* Testo proposto
####

Saper attendere nella vigilanza

L’EDITORIALE
di don Giorgio

Saper attendere nella vigilanza

Siamo alla fine dell’Avvento liturgico, periodo fugace (anche se per noi di rito ambrosiano dura sei settimane), tanto più se la testa l’abbiamo immersa nella sabbia. Il tempo passa sulla testa degli idioti conficcata nella vacuità: di coloro che si fanno consumare dal tempo come crònos, lasciando dietro nemmeno un po’ di polvere come ricordo.
Per chi pensa, e il credente dovrebbe avere la mente più lucida, è sempre Avvento: tempo di attesa, che però è già Eterno presente. Ma l’Eterno presente attende di essere sempre più presente nella coscienza di ogni essere umano.
Siamo sempre in Avvento, in uno stato di attesa: già il giorno dopo la data del 25 dicembre, tanto più che è subito pronta un’altra immersione nel mondo della vacuità.
Cito alcune riflessioni di Dietrich Bonhoeffer (da “Voglio vivere questi giorni con voi”).

####

* Materiale fornito
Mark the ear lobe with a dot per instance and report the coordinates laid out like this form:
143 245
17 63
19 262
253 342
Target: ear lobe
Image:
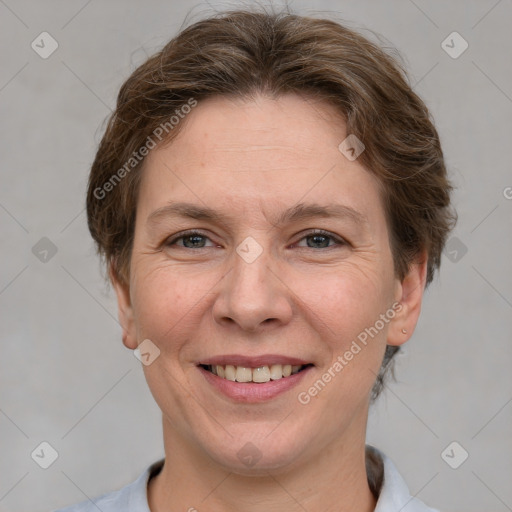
409 295
124 308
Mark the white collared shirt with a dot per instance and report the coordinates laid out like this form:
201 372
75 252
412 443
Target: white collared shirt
393 495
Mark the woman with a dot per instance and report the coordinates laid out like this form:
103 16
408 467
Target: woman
271 201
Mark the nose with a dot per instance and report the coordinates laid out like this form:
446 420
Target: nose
253 295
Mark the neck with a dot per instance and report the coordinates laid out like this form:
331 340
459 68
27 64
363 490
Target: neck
335 480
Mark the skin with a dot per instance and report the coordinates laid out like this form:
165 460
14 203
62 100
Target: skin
250 160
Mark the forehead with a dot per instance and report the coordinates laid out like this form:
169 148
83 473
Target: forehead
258 154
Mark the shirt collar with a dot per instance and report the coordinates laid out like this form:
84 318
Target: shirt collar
384 479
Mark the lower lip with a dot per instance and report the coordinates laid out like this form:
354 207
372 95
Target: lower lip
250 392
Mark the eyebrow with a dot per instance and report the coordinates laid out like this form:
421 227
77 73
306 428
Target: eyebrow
295 213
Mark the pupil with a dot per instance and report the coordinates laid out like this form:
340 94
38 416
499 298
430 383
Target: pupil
324 243
194 239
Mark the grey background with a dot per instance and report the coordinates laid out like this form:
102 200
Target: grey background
66 377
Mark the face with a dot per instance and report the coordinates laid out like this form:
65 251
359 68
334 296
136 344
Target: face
261 249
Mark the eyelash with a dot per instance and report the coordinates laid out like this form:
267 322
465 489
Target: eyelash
190 233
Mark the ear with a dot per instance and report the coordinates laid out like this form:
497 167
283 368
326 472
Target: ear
124 308
409 293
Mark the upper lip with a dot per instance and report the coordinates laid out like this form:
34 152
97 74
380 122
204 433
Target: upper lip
254 361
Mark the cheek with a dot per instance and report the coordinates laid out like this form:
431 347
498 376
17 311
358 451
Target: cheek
165 303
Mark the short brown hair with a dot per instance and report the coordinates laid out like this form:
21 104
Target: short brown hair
244 53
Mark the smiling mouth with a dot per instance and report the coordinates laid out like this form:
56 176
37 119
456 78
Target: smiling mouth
259 375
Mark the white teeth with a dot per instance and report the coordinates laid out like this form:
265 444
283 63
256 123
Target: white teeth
230 372
243 374
260 374
276 371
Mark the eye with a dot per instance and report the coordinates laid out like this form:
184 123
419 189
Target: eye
191 240
320 239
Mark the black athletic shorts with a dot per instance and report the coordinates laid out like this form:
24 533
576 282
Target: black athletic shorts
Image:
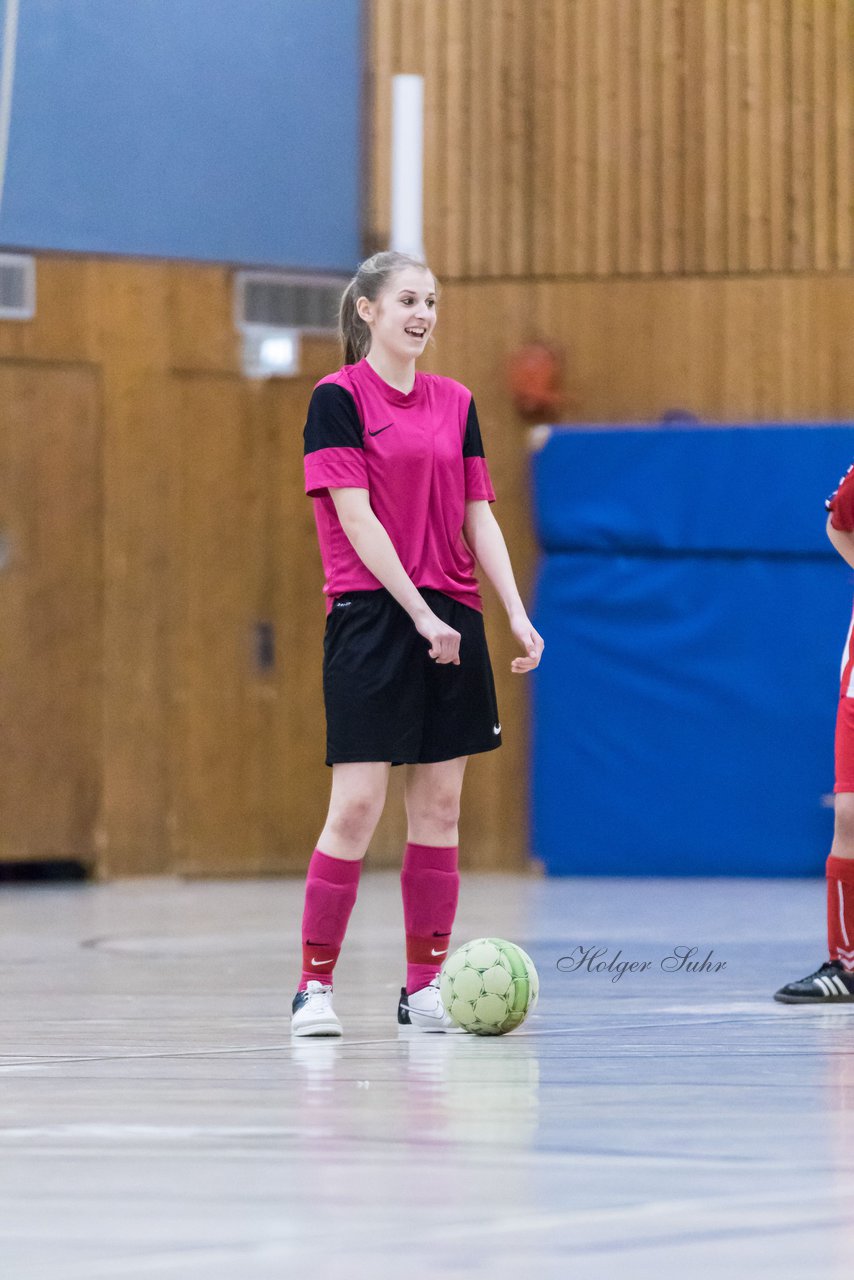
388 700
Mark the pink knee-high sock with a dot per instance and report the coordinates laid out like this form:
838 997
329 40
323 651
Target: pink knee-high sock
430 885
332 885
840 910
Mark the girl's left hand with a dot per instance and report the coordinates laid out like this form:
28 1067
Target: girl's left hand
530 640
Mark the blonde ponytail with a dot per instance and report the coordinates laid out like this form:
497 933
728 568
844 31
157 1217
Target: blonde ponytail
369 282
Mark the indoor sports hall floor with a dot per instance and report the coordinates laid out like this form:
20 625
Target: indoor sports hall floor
158 1123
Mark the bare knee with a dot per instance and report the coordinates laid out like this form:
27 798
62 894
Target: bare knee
352 821
844 824
438 810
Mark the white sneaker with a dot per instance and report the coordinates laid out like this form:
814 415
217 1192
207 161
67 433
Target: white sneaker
313 1011
424 1011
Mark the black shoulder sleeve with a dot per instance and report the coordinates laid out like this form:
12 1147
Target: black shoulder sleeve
471 442
332 420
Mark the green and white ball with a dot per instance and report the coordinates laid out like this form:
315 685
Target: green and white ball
489 986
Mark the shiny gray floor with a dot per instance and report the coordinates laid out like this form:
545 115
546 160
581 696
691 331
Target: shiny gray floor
156 1121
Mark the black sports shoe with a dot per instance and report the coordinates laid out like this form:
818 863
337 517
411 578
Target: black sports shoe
829 984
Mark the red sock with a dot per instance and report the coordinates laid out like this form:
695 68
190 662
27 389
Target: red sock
840 910
430 883
332 885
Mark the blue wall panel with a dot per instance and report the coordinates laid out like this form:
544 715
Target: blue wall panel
683 718
187 128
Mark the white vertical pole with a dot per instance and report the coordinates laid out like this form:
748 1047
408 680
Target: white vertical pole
7 81
407 164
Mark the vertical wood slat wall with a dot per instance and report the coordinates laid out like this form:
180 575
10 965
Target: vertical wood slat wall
625 137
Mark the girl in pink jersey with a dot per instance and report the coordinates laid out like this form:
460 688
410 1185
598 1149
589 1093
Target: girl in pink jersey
834 981
394 464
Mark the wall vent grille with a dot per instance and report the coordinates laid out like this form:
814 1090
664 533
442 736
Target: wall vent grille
17 287
272 301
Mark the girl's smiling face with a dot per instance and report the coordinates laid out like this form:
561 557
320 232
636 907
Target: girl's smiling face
403 316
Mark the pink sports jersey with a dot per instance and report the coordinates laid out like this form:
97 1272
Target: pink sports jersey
419 456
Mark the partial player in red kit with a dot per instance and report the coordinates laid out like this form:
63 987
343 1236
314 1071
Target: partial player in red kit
834 982
396 467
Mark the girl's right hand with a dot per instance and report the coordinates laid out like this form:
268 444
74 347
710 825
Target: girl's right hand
444 641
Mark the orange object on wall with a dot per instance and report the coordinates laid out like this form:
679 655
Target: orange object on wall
535 382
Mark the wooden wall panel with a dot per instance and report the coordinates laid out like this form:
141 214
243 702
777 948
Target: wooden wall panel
625 137
50 611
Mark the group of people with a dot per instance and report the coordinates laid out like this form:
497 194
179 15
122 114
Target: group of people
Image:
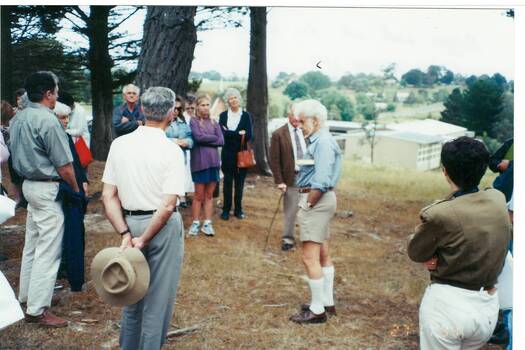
200 137
462 240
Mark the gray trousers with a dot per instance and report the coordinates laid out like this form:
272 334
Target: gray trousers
144 325
290 208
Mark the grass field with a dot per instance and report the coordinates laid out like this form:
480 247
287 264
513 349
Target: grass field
240 297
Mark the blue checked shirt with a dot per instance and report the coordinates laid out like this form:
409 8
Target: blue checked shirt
326 170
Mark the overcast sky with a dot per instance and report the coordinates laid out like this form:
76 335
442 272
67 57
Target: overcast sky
354 40
365 40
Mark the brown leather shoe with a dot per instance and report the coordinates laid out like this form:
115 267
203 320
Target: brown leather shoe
330 310
54 301
308 317
47 319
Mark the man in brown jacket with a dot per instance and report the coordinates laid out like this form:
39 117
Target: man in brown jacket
463 241
286 146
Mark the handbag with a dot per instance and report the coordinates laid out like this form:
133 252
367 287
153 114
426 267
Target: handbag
245 157
84 154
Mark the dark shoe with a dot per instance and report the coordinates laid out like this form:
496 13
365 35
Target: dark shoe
54 301
330 310
308 317
240 216
47 319
286 246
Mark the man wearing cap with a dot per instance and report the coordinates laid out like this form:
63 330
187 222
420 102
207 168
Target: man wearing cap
128 116
41 156
287 146
463 241
317 205
140 196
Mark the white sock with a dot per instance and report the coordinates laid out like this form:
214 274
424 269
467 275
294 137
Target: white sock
316 288
328 286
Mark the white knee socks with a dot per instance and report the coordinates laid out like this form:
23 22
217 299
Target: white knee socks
316 289
328 285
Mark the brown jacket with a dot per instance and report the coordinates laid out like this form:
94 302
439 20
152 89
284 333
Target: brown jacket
282 161
469 234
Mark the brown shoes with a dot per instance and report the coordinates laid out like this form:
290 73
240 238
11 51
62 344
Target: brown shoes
330 310
47 319
308 317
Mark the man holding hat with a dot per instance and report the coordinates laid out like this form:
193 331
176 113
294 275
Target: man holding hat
140 196
316 180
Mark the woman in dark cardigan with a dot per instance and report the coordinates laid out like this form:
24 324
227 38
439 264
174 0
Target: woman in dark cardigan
234 123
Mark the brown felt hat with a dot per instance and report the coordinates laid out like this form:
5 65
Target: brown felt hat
120 277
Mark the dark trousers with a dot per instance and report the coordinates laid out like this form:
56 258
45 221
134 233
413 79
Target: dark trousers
237 176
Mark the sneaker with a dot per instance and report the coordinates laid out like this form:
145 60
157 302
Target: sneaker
194 229
207 229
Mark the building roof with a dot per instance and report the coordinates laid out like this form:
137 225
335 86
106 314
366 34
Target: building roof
428 127
411 137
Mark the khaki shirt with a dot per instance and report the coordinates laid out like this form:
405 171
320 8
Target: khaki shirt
469 234
38 143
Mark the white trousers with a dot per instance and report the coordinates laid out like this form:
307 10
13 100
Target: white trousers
43 245
456 318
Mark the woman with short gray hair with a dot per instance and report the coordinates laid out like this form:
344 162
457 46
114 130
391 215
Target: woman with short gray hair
235 124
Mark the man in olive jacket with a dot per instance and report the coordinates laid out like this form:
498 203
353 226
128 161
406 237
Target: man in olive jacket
287 145
463 241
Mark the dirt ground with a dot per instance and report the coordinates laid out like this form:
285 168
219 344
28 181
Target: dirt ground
238 296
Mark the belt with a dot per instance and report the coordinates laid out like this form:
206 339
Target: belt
463 286
141 212
308 189
44 180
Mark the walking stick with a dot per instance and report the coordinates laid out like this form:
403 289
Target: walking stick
273 219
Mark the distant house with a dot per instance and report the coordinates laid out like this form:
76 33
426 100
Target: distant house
415 144
396 148
431 127
381 106
401 96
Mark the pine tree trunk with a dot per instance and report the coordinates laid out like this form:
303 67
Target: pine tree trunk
100 65
258 88
6 56
167 48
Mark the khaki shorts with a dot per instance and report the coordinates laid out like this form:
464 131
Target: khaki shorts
315 222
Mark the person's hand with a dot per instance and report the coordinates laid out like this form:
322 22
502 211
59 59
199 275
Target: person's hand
182 143
126 242
138 242
431 264
503 165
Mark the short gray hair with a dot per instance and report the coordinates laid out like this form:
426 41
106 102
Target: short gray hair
61 109
157 102
311 109
233 92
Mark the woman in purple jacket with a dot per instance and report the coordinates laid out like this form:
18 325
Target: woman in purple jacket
205 164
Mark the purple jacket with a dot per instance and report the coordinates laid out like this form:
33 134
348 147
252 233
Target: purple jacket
208 138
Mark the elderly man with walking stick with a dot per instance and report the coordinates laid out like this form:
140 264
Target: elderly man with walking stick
287 147
318 175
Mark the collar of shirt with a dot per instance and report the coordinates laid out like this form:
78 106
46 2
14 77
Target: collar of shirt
39 105
462 192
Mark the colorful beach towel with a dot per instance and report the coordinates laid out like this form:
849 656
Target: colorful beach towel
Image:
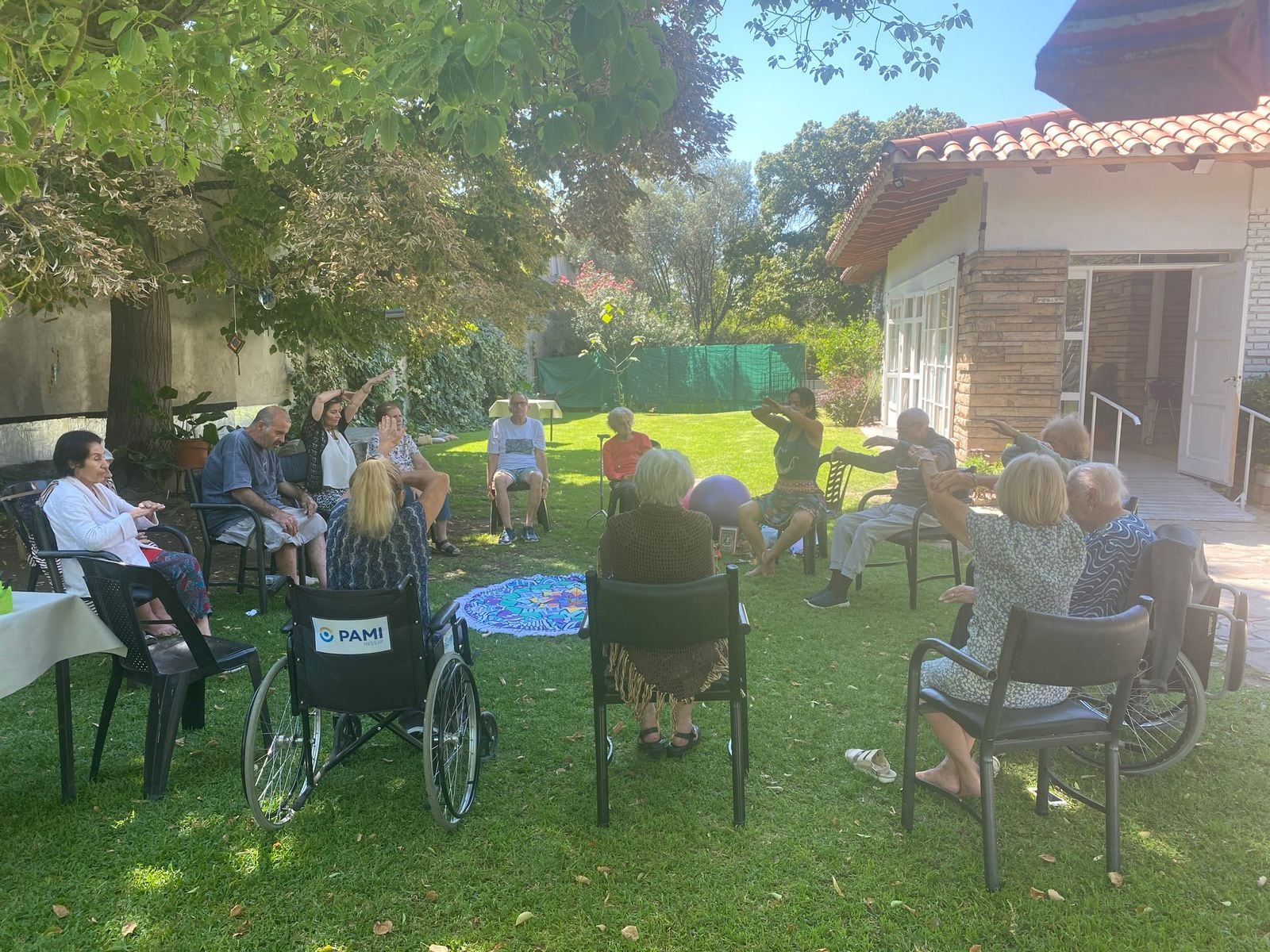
539 605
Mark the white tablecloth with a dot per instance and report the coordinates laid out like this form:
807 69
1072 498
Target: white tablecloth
539 409
44 628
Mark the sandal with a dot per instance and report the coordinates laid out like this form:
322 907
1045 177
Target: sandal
446 547
652 747
872 762
681 750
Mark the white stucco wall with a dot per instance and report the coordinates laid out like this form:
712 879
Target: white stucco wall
952 228
1153 207
78 344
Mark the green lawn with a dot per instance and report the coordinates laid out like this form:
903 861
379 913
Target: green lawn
821 863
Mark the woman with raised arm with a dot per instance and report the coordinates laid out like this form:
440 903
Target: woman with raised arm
329 456
1029 555
797 503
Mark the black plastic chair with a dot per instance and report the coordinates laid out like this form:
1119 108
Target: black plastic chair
264 560
175 668
19 499
495 524
668 617
1041 649
910 539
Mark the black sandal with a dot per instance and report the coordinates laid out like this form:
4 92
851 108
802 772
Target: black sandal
681 750
446 547
652 747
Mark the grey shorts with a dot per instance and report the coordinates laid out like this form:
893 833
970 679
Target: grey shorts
520 475
241 532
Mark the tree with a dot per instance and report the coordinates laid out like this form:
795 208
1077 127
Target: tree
114 120
804 190
791 23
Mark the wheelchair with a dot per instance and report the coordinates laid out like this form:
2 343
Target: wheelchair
1166 715
366 654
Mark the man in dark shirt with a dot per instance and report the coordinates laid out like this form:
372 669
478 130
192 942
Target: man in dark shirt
243 467
855 533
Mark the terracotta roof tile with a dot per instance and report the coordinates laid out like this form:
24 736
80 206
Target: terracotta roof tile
873 228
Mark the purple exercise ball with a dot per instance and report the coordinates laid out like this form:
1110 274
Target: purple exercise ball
721 498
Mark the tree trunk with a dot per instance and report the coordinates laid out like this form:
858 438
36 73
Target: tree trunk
140 349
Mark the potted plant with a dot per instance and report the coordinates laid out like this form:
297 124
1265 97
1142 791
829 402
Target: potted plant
190 428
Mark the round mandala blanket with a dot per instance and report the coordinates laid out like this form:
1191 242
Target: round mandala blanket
539 605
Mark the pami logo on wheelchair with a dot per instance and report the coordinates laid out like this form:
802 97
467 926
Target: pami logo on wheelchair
353 655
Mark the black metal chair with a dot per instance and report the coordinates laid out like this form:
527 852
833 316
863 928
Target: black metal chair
366 654
1041 649
668 617
264 560
19 501
175 668
544 520
910 539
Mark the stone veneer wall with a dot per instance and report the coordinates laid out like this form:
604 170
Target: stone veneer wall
1009 344
1257 351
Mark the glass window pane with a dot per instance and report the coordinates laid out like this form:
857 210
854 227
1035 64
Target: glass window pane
1072 366
1075 305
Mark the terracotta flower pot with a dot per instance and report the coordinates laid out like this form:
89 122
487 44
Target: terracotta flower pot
190 454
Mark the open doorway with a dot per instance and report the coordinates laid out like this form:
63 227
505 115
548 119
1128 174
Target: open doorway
1136 355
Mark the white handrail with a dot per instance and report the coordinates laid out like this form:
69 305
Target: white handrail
1248 454
1119 423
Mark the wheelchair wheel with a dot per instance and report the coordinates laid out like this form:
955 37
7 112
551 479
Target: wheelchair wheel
1160 727
451 759
273 750
488 736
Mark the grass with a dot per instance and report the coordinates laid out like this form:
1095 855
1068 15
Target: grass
821 863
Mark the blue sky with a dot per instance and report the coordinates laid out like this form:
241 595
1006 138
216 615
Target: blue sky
986 74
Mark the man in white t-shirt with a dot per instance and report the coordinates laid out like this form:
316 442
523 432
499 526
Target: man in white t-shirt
518 454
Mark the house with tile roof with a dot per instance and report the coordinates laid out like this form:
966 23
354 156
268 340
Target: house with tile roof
1028 264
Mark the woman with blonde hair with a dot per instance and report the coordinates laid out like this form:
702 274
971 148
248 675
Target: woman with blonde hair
657 543
1029 555
379 535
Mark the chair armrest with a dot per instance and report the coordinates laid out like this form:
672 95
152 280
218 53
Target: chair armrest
956 655
870 494
182 539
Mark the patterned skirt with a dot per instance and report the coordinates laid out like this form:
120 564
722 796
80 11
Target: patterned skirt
778 508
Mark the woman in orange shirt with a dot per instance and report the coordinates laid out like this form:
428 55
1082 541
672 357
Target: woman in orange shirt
622 452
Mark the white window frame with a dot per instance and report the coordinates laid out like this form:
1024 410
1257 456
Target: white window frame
914 325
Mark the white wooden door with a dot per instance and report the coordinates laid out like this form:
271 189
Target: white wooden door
1214 357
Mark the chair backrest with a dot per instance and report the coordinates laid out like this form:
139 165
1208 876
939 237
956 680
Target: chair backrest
662 617
360 651
111 585
835 486
1060 651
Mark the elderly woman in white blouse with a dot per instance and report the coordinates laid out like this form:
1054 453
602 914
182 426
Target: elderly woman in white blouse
330 461
86 513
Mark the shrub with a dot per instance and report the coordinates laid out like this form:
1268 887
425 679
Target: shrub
850 400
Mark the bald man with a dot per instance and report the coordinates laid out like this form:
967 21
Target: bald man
855 533
243 467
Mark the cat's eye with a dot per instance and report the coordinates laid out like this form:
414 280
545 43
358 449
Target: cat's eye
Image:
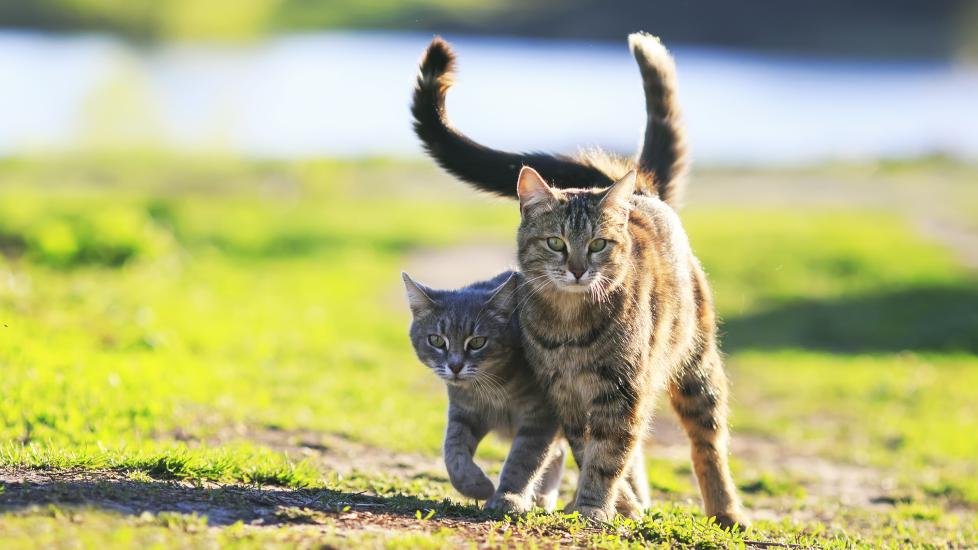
597 245
556 244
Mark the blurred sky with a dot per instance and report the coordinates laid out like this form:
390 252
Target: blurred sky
291 92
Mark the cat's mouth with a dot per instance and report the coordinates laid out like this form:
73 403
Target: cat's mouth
572 285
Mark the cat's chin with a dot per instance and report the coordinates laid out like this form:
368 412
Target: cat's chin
574 288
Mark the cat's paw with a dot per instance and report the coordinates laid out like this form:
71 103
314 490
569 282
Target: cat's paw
509 503
547 501
735 519
628 507
477 487
593 513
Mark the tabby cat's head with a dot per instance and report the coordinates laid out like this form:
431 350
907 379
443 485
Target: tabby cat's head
573 240
464 335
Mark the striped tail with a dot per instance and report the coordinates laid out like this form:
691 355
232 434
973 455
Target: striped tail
485 168
664 155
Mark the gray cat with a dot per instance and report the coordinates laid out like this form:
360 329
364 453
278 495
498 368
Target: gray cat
470 339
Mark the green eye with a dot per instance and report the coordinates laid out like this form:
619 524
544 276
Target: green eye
597 245
556 243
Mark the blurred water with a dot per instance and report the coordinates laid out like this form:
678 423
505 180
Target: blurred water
347 94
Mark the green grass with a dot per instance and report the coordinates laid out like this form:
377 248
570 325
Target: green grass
150 307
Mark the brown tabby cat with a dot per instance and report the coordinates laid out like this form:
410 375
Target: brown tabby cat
614 307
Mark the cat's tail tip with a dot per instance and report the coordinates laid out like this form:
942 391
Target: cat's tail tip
649 51
437 62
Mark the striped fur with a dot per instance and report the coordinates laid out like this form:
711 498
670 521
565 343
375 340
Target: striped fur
638 321
661 164
493 391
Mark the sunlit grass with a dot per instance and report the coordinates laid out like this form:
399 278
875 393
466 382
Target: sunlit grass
147 302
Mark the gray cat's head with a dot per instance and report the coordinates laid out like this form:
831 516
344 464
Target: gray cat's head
573 240
464 335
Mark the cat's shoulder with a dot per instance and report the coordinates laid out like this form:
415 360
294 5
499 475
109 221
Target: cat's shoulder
666 221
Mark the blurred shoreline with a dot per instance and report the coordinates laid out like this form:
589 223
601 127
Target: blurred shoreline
345 94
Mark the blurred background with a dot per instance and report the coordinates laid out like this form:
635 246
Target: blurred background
205 207
762 83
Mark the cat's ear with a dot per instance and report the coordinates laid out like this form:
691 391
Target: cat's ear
419 297
620 193
503 298
532 190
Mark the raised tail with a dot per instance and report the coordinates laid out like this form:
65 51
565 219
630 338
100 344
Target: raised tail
486 169
663 157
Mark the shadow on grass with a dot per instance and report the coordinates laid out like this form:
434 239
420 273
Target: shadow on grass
221 504
924 319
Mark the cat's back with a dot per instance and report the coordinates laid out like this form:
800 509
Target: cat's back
655 224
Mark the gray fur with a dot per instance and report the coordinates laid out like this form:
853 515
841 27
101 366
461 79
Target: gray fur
493 390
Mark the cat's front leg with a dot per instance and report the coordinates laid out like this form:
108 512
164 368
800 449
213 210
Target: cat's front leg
463 435
615 425
533 448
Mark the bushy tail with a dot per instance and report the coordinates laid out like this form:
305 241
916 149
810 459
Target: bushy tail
487 169
664 156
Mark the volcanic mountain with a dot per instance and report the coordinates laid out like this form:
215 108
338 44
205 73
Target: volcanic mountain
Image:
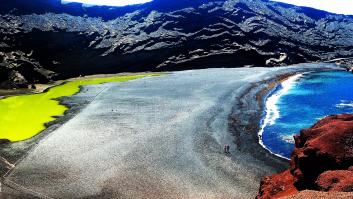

####

* Da fare
Indica se ciascuna affermazione concorda con l'editoriale sull'Avvento, rispondendo sì o no e citando le parole del testo che lo stabiliscono: 1. Per il rito ambrosiano l'Avvento dura sei settimane. 2. Secondo l'editoriale, dopo il 25 dicembre non si è più in Avvento. 3. L'editoriale riporta riflessioni di Dietrich Bonhoeffer. Per svolgere il compito il materiale non serve.

* Soluzione
1. Sì: "per noi di rito ambrosiano dura sei settimane".
2. No: "Siamo sempre in Avvento, in uno stato di attesa: già il giorno dopo la data del 25 dicembre".
3. Sì: "Cito alcune riflessioni di Dietrich Bonhoeffer".